Stated goal 1 ▸ In the forum post, where does the writer think the USN would probably send ships to the Far East in place of the POW and Repulse?

Text block ▸
####
In the pacific, an increased deployment by the US will mean less need for the Brits to expand their garrisons in this TO. Instead of all those Buffaloes and Beaforts and Blenheims, manned by Commonwealth and British personnel. I would think it reasonable to assume that instead of Force Z deploying to Singas, and the dozen or so cruisers and the 40 or so destroyers that British sent there in the months prior to the outbreak of war in the Far East, that these assets would be retained in home waters,. The DDs would definately be needed to replace the four pipers provided under Lend Lease in 1940-41, but instead of being manned by British sailors, these ships would now be manned by USN personnel. Some of these ships would end up in the Far East. Instead of the POW and Repulse, we would probably see the USN accelarate the completion of the North Caolinas and send them to the Far East, probably to Subic Bay. But the end result of all this is that instead of British personnel and equipment contributing to far eastern defence, it would be US forces shouldering the whole burden. The additional British resources would of course be returned or retained for the ETO 

So, what do the British do if there is no lend lease. I think that this situation would have required a more strictly neutral attitude by the US from the very beginning of the war, ie from 1939 or even earlier. They would not simply wake up and say "oh, and by the way, no more planes and guns"....more, from the very beginning there would be no assistance provided. So what are the options for the brits in that situation. Well, for a start they have a whole lot of additional cash that they can use, so where does it go. Instead of spending its gold reserves to set up the factories in the US, the British would have been forced to invest this capital elsewhere. They could spend it expanding their own industrial basis, or they could invest it in the developing war industries in the dominions. I kinda like the latter, so lets have a look at that.
####
Stated goal 2 ▸ Please locate each line in the rows below that contains the word "arched" and copy it.
####
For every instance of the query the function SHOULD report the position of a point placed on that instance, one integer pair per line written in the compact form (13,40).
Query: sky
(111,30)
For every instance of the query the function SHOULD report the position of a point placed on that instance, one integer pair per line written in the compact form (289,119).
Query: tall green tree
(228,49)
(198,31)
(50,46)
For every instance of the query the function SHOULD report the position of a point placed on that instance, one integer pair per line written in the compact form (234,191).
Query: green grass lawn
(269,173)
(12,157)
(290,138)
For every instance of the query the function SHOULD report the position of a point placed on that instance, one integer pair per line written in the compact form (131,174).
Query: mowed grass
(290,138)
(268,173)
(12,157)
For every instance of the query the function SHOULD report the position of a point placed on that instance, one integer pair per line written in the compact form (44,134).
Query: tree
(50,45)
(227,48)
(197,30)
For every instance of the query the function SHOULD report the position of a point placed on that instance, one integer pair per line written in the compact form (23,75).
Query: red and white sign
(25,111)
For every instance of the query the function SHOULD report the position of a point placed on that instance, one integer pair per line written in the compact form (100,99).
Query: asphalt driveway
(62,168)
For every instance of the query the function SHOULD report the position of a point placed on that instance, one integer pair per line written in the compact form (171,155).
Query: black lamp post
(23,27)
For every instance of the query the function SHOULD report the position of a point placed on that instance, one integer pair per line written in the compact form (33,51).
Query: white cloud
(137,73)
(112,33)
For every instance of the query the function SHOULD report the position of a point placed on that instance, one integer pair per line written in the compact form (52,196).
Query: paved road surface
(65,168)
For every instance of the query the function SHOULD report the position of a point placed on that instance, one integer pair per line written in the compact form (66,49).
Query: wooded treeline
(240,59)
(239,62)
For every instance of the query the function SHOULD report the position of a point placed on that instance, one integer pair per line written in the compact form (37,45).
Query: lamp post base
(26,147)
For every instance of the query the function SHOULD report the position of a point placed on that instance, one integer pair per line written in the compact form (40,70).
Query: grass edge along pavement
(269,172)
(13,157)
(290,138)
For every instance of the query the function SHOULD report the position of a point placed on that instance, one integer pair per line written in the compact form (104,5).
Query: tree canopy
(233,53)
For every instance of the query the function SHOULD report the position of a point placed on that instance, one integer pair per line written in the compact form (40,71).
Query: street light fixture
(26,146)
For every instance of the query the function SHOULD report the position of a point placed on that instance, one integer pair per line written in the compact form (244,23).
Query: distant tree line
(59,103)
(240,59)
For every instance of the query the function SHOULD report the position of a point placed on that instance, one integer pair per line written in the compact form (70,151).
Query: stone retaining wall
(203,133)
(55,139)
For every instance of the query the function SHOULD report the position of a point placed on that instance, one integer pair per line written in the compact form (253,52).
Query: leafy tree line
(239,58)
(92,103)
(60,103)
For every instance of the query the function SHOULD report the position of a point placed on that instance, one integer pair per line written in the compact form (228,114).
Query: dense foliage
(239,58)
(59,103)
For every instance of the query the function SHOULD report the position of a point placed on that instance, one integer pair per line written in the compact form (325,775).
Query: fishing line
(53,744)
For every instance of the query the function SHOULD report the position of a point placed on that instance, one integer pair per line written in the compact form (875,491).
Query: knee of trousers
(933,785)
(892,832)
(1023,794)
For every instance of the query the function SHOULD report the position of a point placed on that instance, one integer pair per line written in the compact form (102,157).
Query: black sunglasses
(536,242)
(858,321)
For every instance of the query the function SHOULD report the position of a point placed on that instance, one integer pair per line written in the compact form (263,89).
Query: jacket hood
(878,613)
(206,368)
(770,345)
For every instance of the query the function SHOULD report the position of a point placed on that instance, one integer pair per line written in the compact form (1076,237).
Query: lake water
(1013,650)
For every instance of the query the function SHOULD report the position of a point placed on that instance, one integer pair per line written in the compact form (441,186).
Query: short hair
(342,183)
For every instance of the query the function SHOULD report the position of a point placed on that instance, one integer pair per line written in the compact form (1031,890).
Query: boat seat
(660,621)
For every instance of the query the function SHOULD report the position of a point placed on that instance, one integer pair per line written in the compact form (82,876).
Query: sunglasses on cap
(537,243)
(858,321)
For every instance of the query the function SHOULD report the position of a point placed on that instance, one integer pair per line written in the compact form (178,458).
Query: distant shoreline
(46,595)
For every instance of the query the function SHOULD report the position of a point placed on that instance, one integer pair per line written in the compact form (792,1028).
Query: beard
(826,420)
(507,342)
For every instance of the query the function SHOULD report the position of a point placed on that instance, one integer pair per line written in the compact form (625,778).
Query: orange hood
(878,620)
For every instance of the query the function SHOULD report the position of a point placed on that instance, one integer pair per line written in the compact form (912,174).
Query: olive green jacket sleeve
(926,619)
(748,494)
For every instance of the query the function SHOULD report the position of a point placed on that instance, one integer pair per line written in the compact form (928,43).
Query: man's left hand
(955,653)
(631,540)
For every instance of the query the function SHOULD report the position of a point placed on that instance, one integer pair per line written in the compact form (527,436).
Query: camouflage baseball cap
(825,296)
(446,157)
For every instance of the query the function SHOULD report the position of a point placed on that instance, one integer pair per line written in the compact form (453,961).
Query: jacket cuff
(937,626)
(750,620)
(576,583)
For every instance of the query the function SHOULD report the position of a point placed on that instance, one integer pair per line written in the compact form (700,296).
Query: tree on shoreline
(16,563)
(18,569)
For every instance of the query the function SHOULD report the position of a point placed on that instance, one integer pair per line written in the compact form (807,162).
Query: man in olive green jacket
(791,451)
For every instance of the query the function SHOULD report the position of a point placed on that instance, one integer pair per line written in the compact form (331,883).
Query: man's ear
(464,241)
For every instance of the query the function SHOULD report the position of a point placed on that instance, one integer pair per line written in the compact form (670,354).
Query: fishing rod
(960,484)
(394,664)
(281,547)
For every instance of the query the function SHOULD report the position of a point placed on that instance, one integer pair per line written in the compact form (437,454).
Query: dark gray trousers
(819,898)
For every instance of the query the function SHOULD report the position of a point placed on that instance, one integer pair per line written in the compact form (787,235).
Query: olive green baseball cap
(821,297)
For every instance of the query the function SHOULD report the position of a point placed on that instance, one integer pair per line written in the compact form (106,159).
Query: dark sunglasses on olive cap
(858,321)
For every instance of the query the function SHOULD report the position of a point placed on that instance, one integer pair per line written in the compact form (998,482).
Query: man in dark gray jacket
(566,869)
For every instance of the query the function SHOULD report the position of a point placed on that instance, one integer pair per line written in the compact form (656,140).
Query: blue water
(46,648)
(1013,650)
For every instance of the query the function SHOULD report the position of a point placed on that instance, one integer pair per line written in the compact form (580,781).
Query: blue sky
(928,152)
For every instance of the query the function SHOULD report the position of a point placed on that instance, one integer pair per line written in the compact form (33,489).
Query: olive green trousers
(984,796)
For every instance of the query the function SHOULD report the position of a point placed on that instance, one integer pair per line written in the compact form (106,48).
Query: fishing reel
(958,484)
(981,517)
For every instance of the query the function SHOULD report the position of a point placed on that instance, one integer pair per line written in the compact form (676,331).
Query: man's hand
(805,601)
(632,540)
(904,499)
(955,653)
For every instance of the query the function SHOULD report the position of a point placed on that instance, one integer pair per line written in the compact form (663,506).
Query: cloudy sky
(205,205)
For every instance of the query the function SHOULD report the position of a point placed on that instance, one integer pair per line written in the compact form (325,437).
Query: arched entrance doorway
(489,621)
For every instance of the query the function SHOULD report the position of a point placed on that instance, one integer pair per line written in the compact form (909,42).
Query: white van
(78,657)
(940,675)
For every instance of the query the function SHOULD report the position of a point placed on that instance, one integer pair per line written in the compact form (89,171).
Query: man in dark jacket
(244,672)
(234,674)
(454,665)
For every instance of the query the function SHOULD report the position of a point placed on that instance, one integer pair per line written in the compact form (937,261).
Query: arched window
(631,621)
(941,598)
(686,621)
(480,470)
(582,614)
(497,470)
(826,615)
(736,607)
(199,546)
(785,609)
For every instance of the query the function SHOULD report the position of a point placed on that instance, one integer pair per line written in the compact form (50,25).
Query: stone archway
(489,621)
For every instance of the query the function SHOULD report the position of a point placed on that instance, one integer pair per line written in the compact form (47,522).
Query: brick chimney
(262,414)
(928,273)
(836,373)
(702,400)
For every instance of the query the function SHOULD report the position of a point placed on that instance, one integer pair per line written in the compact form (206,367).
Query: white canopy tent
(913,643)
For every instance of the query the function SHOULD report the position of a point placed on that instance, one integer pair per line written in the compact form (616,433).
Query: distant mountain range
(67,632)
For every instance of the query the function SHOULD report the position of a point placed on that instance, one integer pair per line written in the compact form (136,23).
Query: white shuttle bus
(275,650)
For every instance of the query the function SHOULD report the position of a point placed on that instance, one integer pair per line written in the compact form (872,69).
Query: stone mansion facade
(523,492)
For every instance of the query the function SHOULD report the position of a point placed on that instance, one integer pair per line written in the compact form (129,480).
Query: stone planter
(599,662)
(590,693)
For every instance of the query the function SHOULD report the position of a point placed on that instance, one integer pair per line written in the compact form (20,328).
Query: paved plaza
####
Task solution 1 ▸ Probably to Subic Bay.

Task solution 2 ▸
Query: arched entrance doorway
Query: arched window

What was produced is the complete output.